Short exercise A:
In the text on Iceland's landscapes and Northern Lights, what gas produces the common yellow-green aurora?
Short exercise B:
Carry on the text on Iceland's landscapes and Northern Lights from the point at which it ends.

Selected text:
## start

The strange, moon-like landscapes of Iceland inspire astronomers, stargazers and film buffs alike. Others travel across the world for its stunning Blue Lagoon, and impressive volcanoes and glaciers. But Iceland also has a people with proud cultural traditions and beliefs. It features distinctive farming techniques, interesting fauna, and rock formations that bear more than a trace of violent seismic events past.
Lunar landscapes and geology in Iceland on a small group tour
Odyssey’s Iceland cultural and wilderness small group tour for mature travellers takes in all of these experiences and more. Cruise among icebergs, venture into a volcano (conditions permitting!) and learn more about geology with specialised lectures and museum visits. Meet the locals and sample traditional delicacies, if you are game.
Many people head straight to popular tourist route The Golden Circle, but Odyssey Traveller offers a more extensive tour. Circle the country, taking in more of its impressive natural and man made phenomena, as recommended in this recent article from photographer and moon-enthusiast Robert Ormerod.
Small steps on the moon
Iceland’s distinctive topography is the result of a history of tectonic movement and volcanic eruption. Its sparse, other-worldly feel has attracted the attention of Hollywood. Iceland has provided backdrops to films including Interstellar, Star Wars, Star Trek, Ridley Scott’s Prometheus and Batman Begins. For photographer Robert Ormerod, its similarity to the moon inspired his journey through the country, in pursuit of its most extra-terrestrial sites. These are both natural and man-made, as he also takes in Iceland’s distinctive satellites and geothermal domes.
Ormerod details how Iceland was actually visited by Apollo astronauts in the late 1960s. They attended for training, though it was not the country’s moonscapes that drew them but its rich geology, used to instruct them in selecting moon rocks. This history of association with outer space is set to be marked by the production of a replica lunar module. Produced in collaboration with the Smithsonian Institute, it is tipped for completion in 2019 – just in time for the 50th anniversary of the moon landing. More information on the project can be found here.
Travellers to Iceland may be inspired to look closer at the geology of the earth, but they are equally impressed when looking upwards! Iceland is an ideal location for viewing the spectacular Northern Lights.
Stargazing: Iceland’s Aurora Borealis
An aurora is caused when gaseous particles from the earth’s atmosphere collide with particles from the sun’s atmosphere. These collisions occur at the magnetic poles of the earth – Aurora Borealis in the north, and Aurora Australis in the south. Opportunities for viewing the colourful display are limited at the southern pole because they are concentrated around Antarctica and the Indian Ocean. But the Northern Lights are far more accessible, and Iceland provides a great show – particularly from remote vantage points not obscured by light pollution. The collisions produce impressive visual displays. The colours are related to the kind of gas involved: the more common, yellow-green is produced by oxygen molecules; rare all-red displays are also oxygen but at higher altitudes; and blue or purplish colours are caused by nitrogen molecules.
The lights have been described as looking like an alien invasion. For some residents in the Northern regions of Iceland, on the other hand, they are such a common occurrence as to barely warrant mention!

## end

Records supplied:

## start

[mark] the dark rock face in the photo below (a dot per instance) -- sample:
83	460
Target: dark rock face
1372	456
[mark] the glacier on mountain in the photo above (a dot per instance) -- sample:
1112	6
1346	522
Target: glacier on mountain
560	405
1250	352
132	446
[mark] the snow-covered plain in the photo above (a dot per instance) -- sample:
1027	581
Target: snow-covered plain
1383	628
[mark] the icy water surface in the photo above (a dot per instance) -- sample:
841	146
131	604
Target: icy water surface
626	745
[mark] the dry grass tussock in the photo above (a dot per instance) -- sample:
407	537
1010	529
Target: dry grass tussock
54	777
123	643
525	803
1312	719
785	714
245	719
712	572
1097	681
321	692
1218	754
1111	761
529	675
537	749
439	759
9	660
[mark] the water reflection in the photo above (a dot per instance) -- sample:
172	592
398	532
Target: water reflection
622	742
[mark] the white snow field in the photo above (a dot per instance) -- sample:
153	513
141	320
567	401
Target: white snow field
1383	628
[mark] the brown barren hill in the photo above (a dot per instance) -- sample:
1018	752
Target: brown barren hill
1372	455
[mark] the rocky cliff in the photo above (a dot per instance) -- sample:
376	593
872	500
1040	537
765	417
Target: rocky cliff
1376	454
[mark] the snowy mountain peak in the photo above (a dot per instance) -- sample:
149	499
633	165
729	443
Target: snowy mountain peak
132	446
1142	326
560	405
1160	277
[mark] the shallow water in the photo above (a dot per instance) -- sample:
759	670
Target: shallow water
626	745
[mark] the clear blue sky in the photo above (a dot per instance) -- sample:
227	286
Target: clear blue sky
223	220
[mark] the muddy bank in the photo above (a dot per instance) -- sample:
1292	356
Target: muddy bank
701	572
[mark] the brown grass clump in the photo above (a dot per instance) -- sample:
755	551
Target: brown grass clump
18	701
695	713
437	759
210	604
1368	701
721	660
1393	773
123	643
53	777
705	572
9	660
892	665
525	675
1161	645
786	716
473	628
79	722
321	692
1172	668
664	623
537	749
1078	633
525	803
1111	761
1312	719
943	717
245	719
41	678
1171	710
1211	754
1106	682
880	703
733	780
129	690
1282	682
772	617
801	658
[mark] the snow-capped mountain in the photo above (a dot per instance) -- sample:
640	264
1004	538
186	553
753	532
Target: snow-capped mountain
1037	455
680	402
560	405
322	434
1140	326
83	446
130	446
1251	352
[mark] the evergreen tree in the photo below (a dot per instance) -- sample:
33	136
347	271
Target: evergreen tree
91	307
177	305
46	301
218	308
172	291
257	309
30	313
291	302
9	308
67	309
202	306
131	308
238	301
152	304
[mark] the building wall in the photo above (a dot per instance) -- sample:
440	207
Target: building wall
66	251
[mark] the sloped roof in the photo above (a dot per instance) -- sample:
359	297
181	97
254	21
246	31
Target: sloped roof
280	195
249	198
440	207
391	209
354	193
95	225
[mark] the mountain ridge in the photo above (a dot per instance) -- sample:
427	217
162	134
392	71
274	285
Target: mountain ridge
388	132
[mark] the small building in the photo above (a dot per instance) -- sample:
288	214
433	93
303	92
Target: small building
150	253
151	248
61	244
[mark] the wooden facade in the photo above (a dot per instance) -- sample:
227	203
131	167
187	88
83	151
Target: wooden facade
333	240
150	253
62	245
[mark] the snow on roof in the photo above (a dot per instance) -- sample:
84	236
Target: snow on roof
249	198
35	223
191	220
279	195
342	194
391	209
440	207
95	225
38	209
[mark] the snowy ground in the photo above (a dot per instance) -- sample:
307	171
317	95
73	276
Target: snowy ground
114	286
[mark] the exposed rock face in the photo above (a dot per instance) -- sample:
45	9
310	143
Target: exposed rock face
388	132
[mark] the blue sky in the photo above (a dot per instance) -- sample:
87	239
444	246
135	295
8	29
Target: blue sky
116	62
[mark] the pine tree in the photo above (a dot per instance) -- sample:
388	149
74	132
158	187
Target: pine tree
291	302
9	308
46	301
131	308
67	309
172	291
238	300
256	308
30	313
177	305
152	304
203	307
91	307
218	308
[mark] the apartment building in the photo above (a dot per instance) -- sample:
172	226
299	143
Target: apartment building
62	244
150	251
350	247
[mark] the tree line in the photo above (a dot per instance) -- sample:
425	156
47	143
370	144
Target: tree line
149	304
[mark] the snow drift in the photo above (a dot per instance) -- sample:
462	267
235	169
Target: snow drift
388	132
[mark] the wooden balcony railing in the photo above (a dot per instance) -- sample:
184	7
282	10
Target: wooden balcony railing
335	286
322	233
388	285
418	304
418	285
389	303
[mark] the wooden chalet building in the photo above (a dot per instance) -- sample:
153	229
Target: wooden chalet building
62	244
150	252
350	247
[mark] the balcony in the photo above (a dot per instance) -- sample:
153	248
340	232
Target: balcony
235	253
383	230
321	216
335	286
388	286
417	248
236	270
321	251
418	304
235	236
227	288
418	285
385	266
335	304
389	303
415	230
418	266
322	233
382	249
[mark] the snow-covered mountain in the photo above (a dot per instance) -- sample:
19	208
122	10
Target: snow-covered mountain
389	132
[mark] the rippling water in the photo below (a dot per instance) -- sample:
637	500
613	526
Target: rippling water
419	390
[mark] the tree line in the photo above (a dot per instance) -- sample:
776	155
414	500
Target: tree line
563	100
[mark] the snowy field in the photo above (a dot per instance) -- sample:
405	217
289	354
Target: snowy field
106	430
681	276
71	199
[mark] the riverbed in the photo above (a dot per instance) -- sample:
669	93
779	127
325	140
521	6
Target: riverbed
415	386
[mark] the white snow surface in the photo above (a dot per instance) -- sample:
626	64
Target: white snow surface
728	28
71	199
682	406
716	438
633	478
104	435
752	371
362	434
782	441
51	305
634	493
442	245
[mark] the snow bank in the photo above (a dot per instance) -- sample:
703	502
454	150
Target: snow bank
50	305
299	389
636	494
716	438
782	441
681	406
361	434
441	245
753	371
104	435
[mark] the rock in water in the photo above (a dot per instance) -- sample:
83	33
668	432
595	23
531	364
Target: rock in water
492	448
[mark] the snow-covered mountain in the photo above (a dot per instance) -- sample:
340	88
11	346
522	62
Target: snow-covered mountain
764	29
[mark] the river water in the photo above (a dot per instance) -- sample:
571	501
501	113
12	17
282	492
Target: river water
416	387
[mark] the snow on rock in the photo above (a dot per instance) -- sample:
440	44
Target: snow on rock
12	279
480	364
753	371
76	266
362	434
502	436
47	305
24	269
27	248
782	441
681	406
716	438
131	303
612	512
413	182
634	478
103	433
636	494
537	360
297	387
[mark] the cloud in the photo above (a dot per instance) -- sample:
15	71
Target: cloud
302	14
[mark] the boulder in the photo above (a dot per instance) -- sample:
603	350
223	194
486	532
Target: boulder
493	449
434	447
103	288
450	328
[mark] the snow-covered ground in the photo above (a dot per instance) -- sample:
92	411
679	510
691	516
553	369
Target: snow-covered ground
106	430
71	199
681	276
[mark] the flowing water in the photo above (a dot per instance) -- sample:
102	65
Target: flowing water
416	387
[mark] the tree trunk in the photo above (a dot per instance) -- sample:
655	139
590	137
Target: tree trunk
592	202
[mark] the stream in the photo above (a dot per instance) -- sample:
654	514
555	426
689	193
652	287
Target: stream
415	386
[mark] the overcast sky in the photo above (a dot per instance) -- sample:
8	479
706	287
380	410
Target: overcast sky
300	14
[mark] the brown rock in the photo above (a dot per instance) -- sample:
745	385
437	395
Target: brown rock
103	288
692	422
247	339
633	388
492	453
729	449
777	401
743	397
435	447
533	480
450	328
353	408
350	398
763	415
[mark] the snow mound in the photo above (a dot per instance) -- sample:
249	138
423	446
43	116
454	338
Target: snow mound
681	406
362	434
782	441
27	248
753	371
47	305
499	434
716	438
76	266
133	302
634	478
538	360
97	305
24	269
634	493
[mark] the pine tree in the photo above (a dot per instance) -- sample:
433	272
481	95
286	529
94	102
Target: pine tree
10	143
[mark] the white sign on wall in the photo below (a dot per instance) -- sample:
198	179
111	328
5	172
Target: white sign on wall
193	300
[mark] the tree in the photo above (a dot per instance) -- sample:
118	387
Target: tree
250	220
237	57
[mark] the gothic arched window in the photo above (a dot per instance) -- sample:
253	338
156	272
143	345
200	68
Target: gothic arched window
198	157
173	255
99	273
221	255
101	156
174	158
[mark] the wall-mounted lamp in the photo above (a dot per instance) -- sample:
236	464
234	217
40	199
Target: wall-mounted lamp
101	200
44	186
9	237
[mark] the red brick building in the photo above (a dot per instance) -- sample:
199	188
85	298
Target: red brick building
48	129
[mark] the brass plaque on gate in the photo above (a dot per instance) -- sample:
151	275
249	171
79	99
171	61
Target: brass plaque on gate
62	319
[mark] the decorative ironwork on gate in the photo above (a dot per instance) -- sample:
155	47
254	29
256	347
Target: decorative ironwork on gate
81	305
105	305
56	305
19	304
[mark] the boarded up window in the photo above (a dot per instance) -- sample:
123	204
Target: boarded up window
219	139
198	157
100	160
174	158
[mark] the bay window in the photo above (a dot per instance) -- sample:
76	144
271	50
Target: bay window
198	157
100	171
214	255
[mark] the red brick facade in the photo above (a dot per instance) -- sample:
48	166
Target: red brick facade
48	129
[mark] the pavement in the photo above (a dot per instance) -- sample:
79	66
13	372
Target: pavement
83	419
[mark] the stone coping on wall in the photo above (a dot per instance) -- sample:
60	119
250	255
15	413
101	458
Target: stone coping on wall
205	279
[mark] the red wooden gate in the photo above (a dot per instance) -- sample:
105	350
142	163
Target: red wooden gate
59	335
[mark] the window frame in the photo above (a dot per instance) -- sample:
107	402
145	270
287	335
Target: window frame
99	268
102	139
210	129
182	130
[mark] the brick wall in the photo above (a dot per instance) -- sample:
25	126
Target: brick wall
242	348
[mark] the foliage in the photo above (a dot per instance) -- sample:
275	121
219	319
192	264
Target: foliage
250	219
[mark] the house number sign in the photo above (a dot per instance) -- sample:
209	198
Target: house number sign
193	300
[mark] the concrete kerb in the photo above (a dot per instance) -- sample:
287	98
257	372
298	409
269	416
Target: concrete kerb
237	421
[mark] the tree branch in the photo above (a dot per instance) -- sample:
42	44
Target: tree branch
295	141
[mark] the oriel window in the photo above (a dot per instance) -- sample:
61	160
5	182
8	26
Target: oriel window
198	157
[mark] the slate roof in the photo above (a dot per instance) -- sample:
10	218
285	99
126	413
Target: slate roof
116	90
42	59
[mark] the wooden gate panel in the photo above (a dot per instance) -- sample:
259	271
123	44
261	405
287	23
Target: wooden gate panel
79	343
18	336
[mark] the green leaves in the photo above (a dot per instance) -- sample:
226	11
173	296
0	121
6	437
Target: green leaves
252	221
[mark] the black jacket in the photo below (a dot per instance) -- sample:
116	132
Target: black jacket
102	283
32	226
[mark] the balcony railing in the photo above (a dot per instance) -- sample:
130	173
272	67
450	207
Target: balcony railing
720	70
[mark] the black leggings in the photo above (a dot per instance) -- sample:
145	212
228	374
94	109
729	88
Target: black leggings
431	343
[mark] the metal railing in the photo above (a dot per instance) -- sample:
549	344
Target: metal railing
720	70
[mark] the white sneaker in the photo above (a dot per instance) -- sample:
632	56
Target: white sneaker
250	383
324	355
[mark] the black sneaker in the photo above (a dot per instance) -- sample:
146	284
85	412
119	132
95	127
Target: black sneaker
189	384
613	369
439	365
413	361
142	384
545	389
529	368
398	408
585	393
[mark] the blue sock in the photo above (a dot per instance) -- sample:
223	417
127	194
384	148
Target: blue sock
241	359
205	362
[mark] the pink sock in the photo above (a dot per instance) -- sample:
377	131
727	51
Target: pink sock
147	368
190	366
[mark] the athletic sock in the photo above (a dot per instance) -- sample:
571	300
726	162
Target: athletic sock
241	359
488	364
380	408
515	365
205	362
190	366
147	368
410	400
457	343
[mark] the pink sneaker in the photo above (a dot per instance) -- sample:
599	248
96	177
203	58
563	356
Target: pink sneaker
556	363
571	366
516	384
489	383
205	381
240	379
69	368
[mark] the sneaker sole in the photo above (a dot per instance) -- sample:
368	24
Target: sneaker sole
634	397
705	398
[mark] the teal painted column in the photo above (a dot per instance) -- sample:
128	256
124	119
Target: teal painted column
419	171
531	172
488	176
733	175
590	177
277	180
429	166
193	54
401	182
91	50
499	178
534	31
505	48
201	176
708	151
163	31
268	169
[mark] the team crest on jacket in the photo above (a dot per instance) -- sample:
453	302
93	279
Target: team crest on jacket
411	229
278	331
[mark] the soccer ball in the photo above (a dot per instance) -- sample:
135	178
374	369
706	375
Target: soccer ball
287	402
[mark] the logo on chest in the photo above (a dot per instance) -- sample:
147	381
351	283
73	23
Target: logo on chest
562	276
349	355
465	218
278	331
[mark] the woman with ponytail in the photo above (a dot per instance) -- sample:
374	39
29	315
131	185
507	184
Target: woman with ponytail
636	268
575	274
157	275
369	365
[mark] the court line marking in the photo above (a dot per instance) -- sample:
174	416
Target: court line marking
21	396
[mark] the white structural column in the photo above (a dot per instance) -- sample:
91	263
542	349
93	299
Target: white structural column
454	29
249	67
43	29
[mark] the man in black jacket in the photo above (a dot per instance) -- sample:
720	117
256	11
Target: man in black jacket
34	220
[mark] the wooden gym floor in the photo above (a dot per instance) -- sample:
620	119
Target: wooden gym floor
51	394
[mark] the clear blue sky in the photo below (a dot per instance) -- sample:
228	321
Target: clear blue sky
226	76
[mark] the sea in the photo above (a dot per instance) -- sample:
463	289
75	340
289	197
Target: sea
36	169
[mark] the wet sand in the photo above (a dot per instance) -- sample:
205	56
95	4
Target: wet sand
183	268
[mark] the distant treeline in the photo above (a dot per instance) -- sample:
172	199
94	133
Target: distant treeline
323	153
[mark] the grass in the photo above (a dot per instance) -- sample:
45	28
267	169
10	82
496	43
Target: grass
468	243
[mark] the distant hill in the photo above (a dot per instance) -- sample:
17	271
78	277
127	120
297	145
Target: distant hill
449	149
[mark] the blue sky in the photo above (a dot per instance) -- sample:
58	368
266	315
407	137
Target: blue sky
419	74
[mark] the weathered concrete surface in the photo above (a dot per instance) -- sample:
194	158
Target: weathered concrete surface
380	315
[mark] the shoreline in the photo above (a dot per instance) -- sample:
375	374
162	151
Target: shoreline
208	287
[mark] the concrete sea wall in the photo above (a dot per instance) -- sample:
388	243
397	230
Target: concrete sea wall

## end

Written answer A:
Oxygen molecules.

Written answer B:
Tips for photographing the Northern Lights
Like all of the world’s wonders, nothing can beat the real-life experience. But if you do seek to capture the stunning Northern Lights, a little forethought is recommended. Some people suggest a fast shutter speed, because the lights can exhibit lots of motion. But others prefer a long exposure and slow shutter speed due to the dark conditions. Best to be adaptable in order to respond to the light display itself. A shorter speed will produce a crisper image, but perhaps you seek to capture more of the overall impression. Be sure to familiarise yourself with your camera settings beforehand.
Other things to consider when taking photos are the features of the foreground, and potential light pollution. A tip: if you can clearly make out the stars, light pollution is less likely to be an issue. And finally, consider the time of year. Since summer in Iceland means 22 hours of light per day, winter is best to capture the phenomenon. Odyssey’s Iceland cultural and wilderness small group tour for mature travellers includes the Northern Lights for its September departure.
The Blue Lagoon
Travel in Iceland also promises moments of pure indulgence, like relaxing in the geothermal waters of the Blue Lagoon. A quintessential Icelandic experience, it is one of the 25 wonders of the world. The geothermal water originates at 2000 metres below sea level, where fresh water and seawater combine at extreme temperatures. A nearby geothermal power plant harnesses this natural resource via drilling, and it generates electricity and hot water for surrounding communities.
As the water travels upward toward the surface, it picks up minerals – and it is silica in particular that gives it the stunning blue colour. Interestingly though, if you take a cup of this water, it will actually appear milky white! The blue hue is produced by the reflection of the light. During summer, the lagoon has a greenish tinge owing to the algae that multiplies when exposed to sunlight. This algae is harmless when bathing, and in fact, the Blue Lagoon is celebrated as being very good for your skin.
Temperatures generally sit within a very comfortable 37-40C degree range (98-104F), but there are a couple of tips to remember while bathing. Remove your jewellery as the water’s composition may have adverse effects. It may also dry your hair, so use conditioner before and after entering the water. And skip the goggles – there’s no visibility under the water. Instead, just relax and enjoy this truly unique experience.
A history of geology in Iceland
The fascinating and unique landscape and topography of Iceland owes to the country’s active volcanoes and other geothermal phenomena including geysers. Glaciers cover approximately 11% of the country, with some overlying active volcanoes. Over thousands of years, seismic activity has seen the eruption of many volcanoes, the lava forging incredible landscapes.
This includes Hraunfosser Falls, which translates to lava waterfalls. A volcanic eruption beneath the glacier Langjökull sent out a vast lava field. Rivulets of cold, spring water seep through the porous lava over a distance of about 900 metres, and fall as tiny waterfalls and rapids into the Hvita River. Similar to the Blue Lagoon, the waters of these falls will be blue or milky white, depending on the light conditions.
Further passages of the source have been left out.